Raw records
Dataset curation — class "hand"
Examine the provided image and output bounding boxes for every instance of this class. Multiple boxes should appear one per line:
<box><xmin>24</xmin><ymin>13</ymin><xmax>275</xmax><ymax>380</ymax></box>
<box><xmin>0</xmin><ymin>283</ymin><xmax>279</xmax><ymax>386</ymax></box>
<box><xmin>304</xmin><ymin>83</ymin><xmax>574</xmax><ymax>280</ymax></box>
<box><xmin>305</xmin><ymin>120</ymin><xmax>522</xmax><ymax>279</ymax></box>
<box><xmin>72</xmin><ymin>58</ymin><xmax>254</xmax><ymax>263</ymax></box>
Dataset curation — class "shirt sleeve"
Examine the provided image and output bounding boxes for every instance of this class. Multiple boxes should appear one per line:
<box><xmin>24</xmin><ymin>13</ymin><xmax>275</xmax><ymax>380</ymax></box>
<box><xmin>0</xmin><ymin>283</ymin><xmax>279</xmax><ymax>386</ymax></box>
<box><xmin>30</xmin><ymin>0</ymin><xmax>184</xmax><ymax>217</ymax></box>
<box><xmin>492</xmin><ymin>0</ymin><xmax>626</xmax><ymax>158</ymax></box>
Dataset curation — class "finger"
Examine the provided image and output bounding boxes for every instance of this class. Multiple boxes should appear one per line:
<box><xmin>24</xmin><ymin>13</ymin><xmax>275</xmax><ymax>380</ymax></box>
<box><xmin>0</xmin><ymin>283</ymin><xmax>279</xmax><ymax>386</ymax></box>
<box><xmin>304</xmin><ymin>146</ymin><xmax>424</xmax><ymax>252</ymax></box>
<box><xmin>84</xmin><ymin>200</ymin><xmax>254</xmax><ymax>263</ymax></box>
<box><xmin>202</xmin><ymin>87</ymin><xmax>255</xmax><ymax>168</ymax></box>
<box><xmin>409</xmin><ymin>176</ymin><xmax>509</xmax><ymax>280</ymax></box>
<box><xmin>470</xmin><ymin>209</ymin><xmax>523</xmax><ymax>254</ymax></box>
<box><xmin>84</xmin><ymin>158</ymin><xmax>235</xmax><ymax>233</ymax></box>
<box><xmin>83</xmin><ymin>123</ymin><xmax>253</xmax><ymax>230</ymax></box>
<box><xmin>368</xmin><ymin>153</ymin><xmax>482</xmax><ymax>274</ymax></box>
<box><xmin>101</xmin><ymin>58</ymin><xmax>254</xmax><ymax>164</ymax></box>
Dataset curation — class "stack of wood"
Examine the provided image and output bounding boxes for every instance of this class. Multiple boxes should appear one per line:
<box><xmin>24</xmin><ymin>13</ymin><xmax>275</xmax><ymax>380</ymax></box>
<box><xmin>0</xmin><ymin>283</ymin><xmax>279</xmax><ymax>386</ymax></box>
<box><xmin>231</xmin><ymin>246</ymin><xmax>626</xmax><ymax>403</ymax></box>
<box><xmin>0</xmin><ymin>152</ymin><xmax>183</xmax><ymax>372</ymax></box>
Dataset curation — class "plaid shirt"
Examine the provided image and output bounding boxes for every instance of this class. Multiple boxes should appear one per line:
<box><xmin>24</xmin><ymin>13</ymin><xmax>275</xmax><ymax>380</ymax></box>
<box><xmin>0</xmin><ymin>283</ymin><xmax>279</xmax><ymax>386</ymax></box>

### The request
Which lines of the listing contain the string "curation"? Filter them out and copy each one.

### Result for this task
Dataset curation — class "hand"
Dataset curation — class "shirt sleeve"
Dataset curation — class "finger"
Dataset curation — class "stack of wood"
Dataset curation — class "plaid shirt"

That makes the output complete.